╭─ Stored data

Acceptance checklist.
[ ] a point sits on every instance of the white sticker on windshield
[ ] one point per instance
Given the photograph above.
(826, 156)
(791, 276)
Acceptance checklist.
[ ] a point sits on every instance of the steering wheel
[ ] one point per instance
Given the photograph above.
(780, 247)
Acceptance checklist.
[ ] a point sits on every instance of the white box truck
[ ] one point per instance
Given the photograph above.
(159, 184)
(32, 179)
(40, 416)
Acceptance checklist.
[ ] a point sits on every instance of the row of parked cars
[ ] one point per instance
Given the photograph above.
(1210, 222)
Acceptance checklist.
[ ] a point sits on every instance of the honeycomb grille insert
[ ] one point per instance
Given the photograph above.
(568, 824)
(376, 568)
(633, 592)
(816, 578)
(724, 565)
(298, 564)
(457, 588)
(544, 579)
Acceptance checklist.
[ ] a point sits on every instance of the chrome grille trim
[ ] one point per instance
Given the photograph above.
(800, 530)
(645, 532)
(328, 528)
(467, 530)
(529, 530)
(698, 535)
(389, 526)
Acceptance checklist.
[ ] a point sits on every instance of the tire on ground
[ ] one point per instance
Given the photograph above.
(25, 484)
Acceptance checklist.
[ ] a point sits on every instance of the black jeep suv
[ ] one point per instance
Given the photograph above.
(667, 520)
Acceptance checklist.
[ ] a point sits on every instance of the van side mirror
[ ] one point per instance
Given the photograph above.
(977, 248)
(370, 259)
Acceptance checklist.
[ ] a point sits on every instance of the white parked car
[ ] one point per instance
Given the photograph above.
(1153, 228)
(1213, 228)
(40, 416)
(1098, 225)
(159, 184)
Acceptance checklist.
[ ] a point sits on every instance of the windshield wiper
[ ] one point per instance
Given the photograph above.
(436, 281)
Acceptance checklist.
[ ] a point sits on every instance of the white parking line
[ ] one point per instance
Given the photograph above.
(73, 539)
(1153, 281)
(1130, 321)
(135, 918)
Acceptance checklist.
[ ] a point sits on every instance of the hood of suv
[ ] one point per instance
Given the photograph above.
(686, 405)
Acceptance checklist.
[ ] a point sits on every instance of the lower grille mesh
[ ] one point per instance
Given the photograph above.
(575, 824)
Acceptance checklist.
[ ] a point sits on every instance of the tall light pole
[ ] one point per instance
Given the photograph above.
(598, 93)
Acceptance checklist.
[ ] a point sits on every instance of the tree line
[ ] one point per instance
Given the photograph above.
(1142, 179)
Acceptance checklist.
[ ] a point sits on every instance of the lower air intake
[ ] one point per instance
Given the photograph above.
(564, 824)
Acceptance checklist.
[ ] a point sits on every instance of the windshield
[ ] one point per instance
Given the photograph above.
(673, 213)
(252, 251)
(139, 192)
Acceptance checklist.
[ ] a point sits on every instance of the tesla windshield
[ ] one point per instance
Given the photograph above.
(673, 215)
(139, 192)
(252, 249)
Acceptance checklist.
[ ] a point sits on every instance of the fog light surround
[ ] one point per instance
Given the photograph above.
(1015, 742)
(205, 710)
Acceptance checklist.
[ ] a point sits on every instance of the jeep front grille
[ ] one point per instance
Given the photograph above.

╰─

--- Exercise directions ---
Starting at the line above that contains "[ ] a point sits on every instance of the tree", write out each line exactly until the line that contains "[ ] a point sits on every instance of the fog" has been written, and stop there.

--- Exercise response ---
[ ] a point sits on every instance of the tree line
[ ] one point per instance
Given the photograph above.
(1142, 179)
Acceptance checklist.
[ ] a point sits on every instance of the lower air intake
[ ] one point per instance
Given the photograph above.
(564, 824)
Acceptance checklist.
[ ] a point sits on every instance of the windshield
[ ] one point per instance
Given the photograph above.
(673, 213)
(252, 251)
(139, 192)
Acceptance checklist.
[ ] a point sits on every instance of the tesla windshield
[ ] one point per instance
Given the photograph above.
(673, 215)
(139, 192)
(252, 249)
Acceptance checklist.
[ ] a point sits on every instance of the fog light surround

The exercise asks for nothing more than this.